Point labeling dataset excerpts:
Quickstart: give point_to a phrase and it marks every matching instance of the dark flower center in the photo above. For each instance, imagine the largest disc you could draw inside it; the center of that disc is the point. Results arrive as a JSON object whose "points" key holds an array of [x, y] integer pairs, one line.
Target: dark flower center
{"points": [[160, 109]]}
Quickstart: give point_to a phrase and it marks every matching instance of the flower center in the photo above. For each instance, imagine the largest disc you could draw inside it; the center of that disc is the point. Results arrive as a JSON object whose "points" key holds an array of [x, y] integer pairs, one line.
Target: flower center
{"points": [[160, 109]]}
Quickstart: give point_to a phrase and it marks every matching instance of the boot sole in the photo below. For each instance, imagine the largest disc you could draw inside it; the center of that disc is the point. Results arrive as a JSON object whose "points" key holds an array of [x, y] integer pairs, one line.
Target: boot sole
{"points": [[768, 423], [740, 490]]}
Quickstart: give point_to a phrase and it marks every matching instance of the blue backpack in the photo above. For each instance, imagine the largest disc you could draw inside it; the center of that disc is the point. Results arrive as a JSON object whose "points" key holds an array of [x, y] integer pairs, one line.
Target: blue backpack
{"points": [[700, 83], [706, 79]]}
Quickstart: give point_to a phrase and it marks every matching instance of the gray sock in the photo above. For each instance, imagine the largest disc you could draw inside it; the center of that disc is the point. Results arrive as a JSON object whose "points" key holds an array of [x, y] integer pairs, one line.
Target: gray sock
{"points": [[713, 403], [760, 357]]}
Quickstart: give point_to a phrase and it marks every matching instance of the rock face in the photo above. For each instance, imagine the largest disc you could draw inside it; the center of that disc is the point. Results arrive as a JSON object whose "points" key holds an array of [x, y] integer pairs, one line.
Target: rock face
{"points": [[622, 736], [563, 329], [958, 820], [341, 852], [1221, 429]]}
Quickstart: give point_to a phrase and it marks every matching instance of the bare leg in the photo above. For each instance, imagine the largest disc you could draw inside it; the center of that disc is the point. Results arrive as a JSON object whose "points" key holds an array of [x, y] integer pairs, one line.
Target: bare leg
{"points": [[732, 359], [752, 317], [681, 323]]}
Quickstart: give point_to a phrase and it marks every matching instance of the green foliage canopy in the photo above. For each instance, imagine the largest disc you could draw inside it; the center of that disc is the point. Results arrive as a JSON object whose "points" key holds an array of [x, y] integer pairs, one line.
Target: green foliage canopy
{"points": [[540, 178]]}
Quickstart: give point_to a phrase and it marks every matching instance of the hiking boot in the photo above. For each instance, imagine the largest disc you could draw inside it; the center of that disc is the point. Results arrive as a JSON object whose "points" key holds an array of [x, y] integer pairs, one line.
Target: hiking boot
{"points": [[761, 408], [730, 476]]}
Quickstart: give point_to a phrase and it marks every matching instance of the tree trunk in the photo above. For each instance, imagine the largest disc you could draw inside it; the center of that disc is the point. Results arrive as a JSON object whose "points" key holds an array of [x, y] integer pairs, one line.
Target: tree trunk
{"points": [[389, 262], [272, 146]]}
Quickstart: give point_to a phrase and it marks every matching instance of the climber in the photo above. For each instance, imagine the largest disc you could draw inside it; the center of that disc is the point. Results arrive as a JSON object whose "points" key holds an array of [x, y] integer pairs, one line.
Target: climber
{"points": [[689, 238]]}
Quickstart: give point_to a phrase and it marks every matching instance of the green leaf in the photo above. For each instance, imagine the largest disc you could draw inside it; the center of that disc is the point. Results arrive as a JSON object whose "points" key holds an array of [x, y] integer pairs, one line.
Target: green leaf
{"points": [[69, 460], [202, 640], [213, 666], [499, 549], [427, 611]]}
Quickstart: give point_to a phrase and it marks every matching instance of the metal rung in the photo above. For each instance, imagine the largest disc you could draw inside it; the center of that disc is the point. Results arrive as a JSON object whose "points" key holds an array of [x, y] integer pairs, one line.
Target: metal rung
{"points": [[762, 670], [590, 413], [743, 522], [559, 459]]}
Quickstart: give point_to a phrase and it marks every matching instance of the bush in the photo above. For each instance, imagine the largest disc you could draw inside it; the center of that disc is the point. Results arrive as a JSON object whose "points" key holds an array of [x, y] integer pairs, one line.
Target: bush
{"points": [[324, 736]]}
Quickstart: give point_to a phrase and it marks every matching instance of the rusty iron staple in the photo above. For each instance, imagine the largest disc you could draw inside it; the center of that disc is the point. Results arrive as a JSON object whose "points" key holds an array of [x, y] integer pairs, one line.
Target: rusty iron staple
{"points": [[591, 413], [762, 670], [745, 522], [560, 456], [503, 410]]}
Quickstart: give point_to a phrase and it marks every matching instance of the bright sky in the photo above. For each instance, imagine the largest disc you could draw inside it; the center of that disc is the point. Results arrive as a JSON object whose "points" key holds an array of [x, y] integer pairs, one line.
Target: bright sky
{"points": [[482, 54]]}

• Written problem: Retype the entries one by one, exactly.

• Answer to this exercise:
Quickstart: give point_to a phrase and it marks every matching instance of the dark flower center in the photo above. For each instance, imagine the largest disc you could draw inside it; the center of that disc is the point. Results arrive as a JSON object whose "points" key holds an array of [x, y] integer pairs, one line.
Target: dark flower center
{"points": [[160, 109]]}
Quickstart: give point_to a phrase and it marks every matching instance of the flower center in the photo above. For each instance, imagine the largest disc you could draw inside it; the center of that disc is the point. Results arrive as a JSON object whose "points" key holds an array of [x, y] integer pairs, one line.
Target: flower center
{"points": [[160, 109]]}
Quickstart: give point_to a phrase and it marks every matching instance of the boot sole in the photo below. For each instance, imagine the largest disc you could draw inside it; the center of that disc is the point. Results arrive as a JSON object whose "points" key holds an array of [x, y] integer pairs, one line.
Target: boot sole
{"points": [[768, 423], [740, 490]]}
Quickstart: give point_to a phrase and it marks every matching instance of the blue backpack in the photo above. For each instance, imagine the largest disc you could draw inside it; the center of that disc is the point. Results arrive as a JSON object whose "points" key holds an array of [x, y] integer pairs, one line.
Target: blue backpack
{"points": [[700, 83], [706, 79]]}
Quickstart: give point_to a phrase and it marks every matching instance of the gray sock in the photo above. For each instance, imagine the largest disc you could draw inside it; the center of that disc is the point. Results arrive as a JSON object whose "points" key holds an array of [x, y] integer pairs, one line.
Target: gray sock
{"points": [[713, 403], [760, 357]]}
Quickstart: give point_to a phrase and it marks every matching instance of the rock face in the photo above. For each instance, imagine the largest disc you could draw inside it; the center of that disc is the point. Results arrive as a JSON object whose "points" key holds an array of [x, y] integer pairs, one line.
Target: rock face
{"points": [[622, 736], [563, 329], [958, 820], [341, 852], [1221, 429]]}
Quickstart: give point_to a phrase and it marks every matching instance of the bare leg in the photo above. For each instance, imagine the largest disc you could draw inside it; the center of that disc is the point. Results arrive as a JSON object whose "points" key holds an array of [x, y] integer pairs, one line.
Target: bare leg
{"points": [[732, 359], [752, 317], [681, 323]]}
Quickstart: give point_to a phrase and it marks every matching instance of the green foliage canopy in the photo above. For each instance, imagine the largest disc you could draw inside it; the center of that disc is the point. Results arrive as a JSON object whose "points" key holds an array of [x, y] integer pairs, one line.
Target: green foliage canopy
{"points": [[540, 178]]}
Quickstart: give point_to a phrase and it marks every matching instance of the hiking boot in the photo above. For each instance, imagine the largest disc you could draw inside it; the center of that disc is the point. Results arrive as a JSON object whose "points" key holds an array of [x, y] integer pairs, one line.
Target: hiking boot
{"points": [[761, 408], [730, 476]]}
Quickstart: give point_to a phrase and it marks every matching instance of the tree trunk in the photo above. For each instance, imagine the largest disc you could draw inside it; the center of that disc is the point. Results arrive as a JSON object whose "points" key holds an array of [x, y] integer pairs, one line.
Target: tree trunk
{"points": [[389, 262], [272, 146]]}
Quickstart: give point_to a phrase and it marks every matching instance of the climber in the photo above. For each instance, imagine the largest disc you could draw inside it; the center of that disc is the point. Results arrive as a JSON object whose "points" key holds an array of [x, y] integer pairs, one line.
Target: climber
{"points": [[689, 238]]}
Quickstart: give point_to a phrase and it marks every matching instance of the green leaf in the photo above. For each instance, imagine the largest disc you could draw inside it; the center of that disc is the point. Results arrive as a JSON object whose "points" key holds an array of [x, y] integer pairs, one line.
Target: green leaf
{"points": [[69, 460], [202, 640], [213, 666], [499, 549], [427, 611]]}
Quickstart: give point_to a phrase and it marks every matching instance of the metal rung in the photo above. For each instance, imagine the largest disc you could draw inside it; the center of that disc is the point. Results arrive as a JSON object whose "points" key holds an array of [x, y] integer pairs, one line.
Target: metal rung
{"points": [[762, 670], [590, 413], [743, 522], [559, 459]]}
Quickstart: give point_to a phrase and it marks every matching instance of the bush in the photo above. For each instance, imagine the largest disc you could draw inside it; the center of that disc is the point. Results arrive as a JSON object whose "points" key holds an array of [x, y] integer pairs, one line.
Target: bush
{"points": [[324, 736]]}
Quickstart: give point_to a phrase and it marks every matching instance of the rusty iron staple in the photo above. For each instance, imagine the largest disc you could draw inside it; the center of that disc is the point. Results arrive as a JSON object whose "points" key holds an array of [x, y] integer pairs, one line.
Target: rusty iron staple
{"points": [[591, 413], [762, 670], [745, 522], [560, 456], [503, 410]]}
Quickstart: give point_to a phrase and it marks every matching instance of the bright sky in the photo above. For each instance, imagine the largest disc you could draw inside it; the center of that disc is the point. Results arrive as a JSON object whose "points" key holds an array of [x, y] integer pairs, one line.
Target: bright sky
{"points": [[482, 54]]}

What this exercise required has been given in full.